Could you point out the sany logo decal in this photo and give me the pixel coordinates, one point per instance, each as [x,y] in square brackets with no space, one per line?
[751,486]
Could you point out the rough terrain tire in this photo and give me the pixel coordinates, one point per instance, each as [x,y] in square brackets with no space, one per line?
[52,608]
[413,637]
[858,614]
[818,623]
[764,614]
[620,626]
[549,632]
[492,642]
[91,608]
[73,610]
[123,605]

+++

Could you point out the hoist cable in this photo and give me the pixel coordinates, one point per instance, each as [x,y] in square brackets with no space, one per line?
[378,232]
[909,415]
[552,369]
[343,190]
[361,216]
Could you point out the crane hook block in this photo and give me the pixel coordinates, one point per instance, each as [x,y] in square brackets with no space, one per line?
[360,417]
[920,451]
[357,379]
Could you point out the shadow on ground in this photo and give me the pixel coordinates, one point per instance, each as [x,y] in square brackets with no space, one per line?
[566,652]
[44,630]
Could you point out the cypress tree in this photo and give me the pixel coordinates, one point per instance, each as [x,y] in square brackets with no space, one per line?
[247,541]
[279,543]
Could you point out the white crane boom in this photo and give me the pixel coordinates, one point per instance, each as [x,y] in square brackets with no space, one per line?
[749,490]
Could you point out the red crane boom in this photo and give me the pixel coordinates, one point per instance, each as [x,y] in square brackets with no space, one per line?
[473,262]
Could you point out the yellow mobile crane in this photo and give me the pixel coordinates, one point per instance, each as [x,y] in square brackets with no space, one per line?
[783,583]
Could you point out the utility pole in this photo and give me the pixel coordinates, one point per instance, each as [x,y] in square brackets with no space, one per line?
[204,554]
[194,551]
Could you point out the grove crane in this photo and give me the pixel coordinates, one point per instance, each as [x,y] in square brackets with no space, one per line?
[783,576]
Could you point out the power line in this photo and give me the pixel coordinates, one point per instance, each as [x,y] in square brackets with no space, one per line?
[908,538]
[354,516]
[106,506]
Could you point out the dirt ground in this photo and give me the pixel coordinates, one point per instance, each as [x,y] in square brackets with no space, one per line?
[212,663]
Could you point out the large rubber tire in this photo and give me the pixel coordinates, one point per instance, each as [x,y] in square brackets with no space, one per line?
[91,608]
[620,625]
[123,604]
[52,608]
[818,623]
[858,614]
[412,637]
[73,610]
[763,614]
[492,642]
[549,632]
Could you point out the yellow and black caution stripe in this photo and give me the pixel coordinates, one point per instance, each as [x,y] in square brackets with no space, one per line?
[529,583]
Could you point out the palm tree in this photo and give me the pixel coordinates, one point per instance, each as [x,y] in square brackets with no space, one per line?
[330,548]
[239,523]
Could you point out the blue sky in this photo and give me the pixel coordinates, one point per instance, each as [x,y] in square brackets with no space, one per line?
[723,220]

+++

**GIVEN INSTRUCTION:**
Pick out every line above that contains the word "tire" and copy each one. Letter case counts when matching.

**ANSWER TO THE EXERCISE:**
Could you point out the rough terrain tire in this photo and give me the pixel coordinates, one point per instance, each as [x,y] in square brackets with no space, one per line?
Could you point out the large rubber tire in this photo and give me the pixel coordinates, one point per instance, each as [x,y] in square brackets with no space, one per line?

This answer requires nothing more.